DOCUMENT PASSAGE:
----------

He didn’t know the actual stats. He didn’t know that Palestinians fleeing war go through multiple rounds of health, identity, security, and character checks before they can even get here. Between October 2023 and August 2024, Australia granted 2922 visas to people from Gaza and the West Bank. Of those, only about 1300 have actually arrived (ABC News, 2024; Wikipedia, 2024).
Most of those arrivals are on visitor visas - which mean no right to work, no Medicare, and no social support (ABC News, 2024). In the same period, thousands more Palestinians applied for protection or humanitarian visas and were denied (SBS News, 2024). The government even admitted it’s rejecting more applications than it approves.
In early 2025, officials reported that almost 1000 humanitarian visas had been granted to Palestinians and Israelis fleeing the conflict (CathNews, 2025). Yet when you compare that to the scale of displacement - more than 1.9 million Gazans uprooted - these numbers are tiny.
My dad's response to these numbers? "Oh. Is that it?"
This is not some wide-open floodgate. It’s extreme gatekeeping disguised as generosity.
It reminds me of a landlord who turns off the water for the whole apartment block, then sits back while the tenants fight each other for the last drips from the tap. The real question isn’t who stole your glass of water - it’s why the fuck the landlord cut it off in the first place.
That’s what scapegoating does. It directs our anger sideways or punches down - at immigrants, or at any of a number marginalised groups (take your pick: trans and LGBTQ+ people, people on welfare or unemployed folks, First Nations people, women and feminists, unions and striking workers, climate activists and scientists, Muslims and other religious minorities, young people and students, disabled people and NDIS users)... instead of upwards, where the real damage is being done.
So let me be crystal clear about who's actually to blame for the housing crisis.
Who’s Actually to Blame?
- Billionaires, developers, and property moguls hoarding homes and land while families sleep in cars.
- Corporations raking in record profits while wages stagnate.
- Governments showering the wealthy with tax breaks, subsidies, and loopholes, then crying poor when hospitals, schools, and community services are gutted.
- Politicians cosying up to donors, lobbyists, and media barons instead of serving the public.
- Fossil fuel companies poisoning air, land, and water while blocking climate action.
- Big pharma and wellness grifters alike monetising sickness and fear.
- Media empires (hello, Murdoch) whipping up scapegoats and clickbait instead of telling the truth.
- A system that treats housing, healthcare, and education as commodities to be bought and sold... not human rights.
Combined, this isn't just an economic story. It’s a fucking public health disaster.

----------

RECORD EXCERPTS:

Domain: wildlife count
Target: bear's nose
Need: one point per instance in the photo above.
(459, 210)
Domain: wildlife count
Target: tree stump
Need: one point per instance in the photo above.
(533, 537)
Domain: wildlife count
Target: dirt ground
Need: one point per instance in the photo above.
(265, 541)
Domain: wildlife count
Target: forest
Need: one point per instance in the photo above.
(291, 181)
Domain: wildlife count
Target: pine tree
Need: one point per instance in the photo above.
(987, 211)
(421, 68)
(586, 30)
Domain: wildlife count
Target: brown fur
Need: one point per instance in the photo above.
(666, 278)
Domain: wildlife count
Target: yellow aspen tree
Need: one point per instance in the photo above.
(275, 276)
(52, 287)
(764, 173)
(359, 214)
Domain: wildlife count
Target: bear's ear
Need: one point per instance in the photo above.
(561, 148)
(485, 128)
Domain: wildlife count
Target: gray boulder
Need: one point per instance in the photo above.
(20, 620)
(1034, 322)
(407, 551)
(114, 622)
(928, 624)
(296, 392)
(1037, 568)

----------

Carry on the piece about Australia's housing crisis and who is really to blame, picking up right after its last sentence. None of the entries are needed here.

When Housing Becomes a Health Issue
And it feeds disordered eating. When people can’t afford groceries, when they’re juggling three jobs, or when wellness culture tells them to “fix” their stress with fasting and detoxes, food becomes another locus of control and desperation. Skipping meals to save money (and "bonus, get skinny!"), bingeing when the stress becomes unbearable, obsessing over “clean” food as a way to feel safe - these are survival responses dressed up as personal failure.
I know what that stress feels like. As a uni student, I lived off rice and tuna some weeks, until I discovered dumpster diving (glory be!). I juggled multiple jobs, applied for every scholarship I could get my hands on, right up to and including my Masters. I bicycled, took public transport, or carpooled to 80% of my decade of on-campus university study, until I moved to the country and had to drive to a train station to get to the city.
These days I’ve got a mortgage. It’s not easy, but it’s still not as soul-crushing as the insecurity of wondering if you can make rent. That kind of all-consuming precarity erodes your nervous system from the inside out.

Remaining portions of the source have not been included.